==== Records to use

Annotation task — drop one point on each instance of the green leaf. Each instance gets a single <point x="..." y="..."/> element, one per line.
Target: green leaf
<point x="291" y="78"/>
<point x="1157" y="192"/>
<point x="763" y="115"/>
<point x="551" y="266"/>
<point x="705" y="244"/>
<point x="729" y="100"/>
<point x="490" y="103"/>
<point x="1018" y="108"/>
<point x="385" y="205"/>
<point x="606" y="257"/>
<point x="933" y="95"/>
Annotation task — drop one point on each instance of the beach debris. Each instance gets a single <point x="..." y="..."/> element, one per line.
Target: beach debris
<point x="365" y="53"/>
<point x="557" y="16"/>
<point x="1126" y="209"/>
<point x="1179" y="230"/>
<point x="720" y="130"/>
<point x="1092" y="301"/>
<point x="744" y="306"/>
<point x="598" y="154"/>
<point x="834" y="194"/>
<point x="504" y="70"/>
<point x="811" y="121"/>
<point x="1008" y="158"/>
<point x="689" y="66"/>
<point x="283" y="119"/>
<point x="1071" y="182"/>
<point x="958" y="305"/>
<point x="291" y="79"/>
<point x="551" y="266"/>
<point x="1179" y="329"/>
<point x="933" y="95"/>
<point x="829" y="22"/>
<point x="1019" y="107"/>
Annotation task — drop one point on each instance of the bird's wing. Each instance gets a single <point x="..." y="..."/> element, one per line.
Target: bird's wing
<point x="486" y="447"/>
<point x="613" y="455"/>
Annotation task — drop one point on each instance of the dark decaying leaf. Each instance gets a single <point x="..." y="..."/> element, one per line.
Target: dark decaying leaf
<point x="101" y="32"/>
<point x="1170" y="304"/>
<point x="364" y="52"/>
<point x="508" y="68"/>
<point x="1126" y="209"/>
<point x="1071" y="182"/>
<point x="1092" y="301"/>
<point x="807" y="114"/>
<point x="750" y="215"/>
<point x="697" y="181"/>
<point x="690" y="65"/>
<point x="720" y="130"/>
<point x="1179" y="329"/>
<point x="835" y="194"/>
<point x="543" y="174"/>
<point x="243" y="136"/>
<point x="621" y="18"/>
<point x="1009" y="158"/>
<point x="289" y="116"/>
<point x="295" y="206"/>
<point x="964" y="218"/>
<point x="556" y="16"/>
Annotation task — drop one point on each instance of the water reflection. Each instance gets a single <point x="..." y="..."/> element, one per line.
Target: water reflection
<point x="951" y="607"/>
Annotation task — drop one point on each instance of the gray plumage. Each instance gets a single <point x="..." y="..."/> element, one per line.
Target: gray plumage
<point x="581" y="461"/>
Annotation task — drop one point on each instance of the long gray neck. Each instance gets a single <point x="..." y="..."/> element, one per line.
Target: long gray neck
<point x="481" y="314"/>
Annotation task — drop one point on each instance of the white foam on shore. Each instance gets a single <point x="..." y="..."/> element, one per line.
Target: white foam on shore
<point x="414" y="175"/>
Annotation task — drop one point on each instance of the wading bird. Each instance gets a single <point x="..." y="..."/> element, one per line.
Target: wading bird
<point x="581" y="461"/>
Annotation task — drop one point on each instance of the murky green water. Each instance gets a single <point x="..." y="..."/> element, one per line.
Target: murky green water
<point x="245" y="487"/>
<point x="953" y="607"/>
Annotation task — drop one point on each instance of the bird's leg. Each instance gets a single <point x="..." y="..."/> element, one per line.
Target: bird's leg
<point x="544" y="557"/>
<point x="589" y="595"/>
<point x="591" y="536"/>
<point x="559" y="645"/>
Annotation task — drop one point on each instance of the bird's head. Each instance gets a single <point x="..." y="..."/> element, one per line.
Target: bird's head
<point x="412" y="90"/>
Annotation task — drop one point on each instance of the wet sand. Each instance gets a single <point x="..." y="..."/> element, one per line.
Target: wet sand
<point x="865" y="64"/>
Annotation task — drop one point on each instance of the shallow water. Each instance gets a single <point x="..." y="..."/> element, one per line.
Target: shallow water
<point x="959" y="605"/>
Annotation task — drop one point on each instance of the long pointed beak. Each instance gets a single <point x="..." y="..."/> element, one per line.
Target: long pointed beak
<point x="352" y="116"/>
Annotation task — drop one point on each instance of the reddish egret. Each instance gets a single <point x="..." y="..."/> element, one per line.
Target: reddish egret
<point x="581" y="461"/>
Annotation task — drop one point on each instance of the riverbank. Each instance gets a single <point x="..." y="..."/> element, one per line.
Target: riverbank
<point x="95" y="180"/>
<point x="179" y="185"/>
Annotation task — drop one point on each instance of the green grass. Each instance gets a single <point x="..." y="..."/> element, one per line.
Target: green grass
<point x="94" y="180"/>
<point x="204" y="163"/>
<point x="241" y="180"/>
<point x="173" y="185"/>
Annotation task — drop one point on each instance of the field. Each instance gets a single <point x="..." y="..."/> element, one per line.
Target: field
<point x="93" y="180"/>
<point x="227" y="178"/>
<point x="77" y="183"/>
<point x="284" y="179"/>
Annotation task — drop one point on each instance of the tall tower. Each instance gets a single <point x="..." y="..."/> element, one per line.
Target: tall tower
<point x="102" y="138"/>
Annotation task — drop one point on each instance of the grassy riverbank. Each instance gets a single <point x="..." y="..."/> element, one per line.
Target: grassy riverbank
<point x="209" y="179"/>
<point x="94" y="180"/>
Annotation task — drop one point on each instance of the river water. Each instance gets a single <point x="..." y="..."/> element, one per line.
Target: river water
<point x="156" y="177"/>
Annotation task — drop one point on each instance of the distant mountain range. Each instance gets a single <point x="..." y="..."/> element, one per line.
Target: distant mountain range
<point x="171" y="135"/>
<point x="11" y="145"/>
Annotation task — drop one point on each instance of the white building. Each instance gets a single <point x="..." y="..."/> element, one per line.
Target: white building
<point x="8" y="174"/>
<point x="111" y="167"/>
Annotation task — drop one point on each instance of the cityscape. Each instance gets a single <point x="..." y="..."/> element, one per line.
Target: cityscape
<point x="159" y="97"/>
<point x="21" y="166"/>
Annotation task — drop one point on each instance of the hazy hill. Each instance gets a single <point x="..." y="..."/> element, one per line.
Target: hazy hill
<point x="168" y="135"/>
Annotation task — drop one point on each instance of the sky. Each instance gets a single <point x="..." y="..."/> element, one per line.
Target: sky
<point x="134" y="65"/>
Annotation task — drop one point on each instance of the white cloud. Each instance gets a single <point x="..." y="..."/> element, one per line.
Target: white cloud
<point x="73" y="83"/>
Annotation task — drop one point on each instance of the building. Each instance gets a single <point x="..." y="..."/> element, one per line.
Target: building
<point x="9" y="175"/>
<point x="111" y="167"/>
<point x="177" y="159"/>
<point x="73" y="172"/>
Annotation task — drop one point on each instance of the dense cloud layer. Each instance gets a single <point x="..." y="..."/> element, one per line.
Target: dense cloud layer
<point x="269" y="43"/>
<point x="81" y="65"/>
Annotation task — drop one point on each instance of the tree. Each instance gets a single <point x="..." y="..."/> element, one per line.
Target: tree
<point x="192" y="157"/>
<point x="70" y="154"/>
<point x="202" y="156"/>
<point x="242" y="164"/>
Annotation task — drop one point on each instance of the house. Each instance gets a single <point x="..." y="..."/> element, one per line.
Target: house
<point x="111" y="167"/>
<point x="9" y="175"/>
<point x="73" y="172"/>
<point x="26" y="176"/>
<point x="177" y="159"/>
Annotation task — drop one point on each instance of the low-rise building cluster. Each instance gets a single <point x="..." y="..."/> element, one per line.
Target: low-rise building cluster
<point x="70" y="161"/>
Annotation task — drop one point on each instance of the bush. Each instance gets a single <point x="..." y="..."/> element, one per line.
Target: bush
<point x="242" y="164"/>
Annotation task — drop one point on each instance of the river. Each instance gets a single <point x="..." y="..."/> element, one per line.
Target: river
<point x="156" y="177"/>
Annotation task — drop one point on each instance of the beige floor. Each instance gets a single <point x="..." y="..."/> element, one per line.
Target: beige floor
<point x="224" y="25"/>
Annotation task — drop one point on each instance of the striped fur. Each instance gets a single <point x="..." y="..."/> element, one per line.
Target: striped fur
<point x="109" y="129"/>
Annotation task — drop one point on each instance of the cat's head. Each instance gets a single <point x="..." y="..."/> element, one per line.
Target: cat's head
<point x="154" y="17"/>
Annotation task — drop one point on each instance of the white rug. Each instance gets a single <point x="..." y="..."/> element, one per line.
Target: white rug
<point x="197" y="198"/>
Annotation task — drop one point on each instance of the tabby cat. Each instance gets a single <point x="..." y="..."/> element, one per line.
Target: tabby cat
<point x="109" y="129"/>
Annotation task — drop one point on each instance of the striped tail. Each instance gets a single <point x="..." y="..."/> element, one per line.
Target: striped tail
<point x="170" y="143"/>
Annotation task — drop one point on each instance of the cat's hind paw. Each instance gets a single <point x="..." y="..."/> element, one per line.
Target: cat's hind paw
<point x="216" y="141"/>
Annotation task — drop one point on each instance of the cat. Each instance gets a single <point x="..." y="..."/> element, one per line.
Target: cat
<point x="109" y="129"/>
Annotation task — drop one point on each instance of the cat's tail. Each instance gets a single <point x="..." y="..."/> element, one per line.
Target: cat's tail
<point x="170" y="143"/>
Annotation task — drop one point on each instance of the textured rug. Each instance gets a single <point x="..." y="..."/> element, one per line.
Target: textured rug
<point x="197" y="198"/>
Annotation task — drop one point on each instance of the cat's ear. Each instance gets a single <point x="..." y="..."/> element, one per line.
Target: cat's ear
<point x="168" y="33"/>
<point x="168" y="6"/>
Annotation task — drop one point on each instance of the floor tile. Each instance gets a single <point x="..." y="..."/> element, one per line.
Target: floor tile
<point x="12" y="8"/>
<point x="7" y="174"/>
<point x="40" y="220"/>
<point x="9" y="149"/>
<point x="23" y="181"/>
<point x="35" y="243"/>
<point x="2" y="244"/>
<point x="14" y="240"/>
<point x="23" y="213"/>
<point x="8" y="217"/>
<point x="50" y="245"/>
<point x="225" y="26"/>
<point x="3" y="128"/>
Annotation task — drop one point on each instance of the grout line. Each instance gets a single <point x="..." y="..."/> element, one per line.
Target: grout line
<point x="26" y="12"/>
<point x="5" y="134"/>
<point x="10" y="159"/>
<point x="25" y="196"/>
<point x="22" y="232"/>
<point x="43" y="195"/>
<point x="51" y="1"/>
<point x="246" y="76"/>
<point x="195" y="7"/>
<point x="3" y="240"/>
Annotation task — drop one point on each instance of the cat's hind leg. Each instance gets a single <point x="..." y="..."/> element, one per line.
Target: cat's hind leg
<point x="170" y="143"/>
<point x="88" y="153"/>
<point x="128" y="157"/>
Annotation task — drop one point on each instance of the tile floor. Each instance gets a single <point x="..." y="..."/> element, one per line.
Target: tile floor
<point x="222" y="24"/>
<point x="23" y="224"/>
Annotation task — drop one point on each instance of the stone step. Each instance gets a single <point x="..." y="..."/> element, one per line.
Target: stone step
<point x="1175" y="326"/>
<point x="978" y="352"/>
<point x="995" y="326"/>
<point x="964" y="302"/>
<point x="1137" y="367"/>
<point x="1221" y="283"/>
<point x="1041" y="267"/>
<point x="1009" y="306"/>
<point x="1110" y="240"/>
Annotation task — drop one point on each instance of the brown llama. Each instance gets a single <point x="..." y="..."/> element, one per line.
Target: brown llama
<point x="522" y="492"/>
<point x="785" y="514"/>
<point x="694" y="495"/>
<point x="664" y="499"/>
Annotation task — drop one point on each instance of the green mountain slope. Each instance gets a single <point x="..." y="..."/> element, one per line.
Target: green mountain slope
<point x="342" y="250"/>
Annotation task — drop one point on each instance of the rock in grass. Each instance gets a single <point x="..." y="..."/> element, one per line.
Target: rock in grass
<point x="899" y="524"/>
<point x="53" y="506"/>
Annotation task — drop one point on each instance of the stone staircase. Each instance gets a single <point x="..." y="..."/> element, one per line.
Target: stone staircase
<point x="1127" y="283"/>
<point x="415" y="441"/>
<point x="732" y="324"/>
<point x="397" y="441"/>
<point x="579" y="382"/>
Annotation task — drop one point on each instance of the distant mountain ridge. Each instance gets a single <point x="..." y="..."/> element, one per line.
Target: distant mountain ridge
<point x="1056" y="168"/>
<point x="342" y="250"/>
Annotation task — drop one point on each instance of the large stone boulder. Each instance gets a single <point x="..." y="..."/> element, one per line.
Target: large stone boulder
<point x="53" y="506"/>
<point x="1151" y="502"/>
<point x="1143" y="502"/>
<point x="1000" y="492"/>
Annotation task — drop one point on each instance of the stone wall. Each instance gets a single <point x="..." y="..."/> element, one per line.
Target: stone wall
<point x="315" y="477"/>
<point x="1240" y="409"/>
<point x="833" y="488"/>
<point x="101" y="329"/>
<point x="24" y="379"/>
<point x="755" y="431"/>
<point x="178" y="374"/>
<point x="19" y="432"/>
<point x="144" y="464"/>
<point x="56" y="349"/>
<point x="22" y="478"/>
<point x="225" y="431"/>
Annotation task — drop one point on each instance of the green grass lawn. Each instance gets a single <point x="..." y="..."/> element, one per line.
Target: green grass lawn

========

| Exercise description |
Please set out the lines from the one containing "green grass lawn." through the final line, both included, as a Markdown table with the columns Row and Line, numbering each row and omitting blank lines.

| Response to this task |
| Row | Line |
|---|---|
| 1 | Annotation task — drop one point on each instance of the green grass lawn. Each instance gets a single <point x="..." y="..."/> element, one per line. |
| 2 | Target: green grass lawn |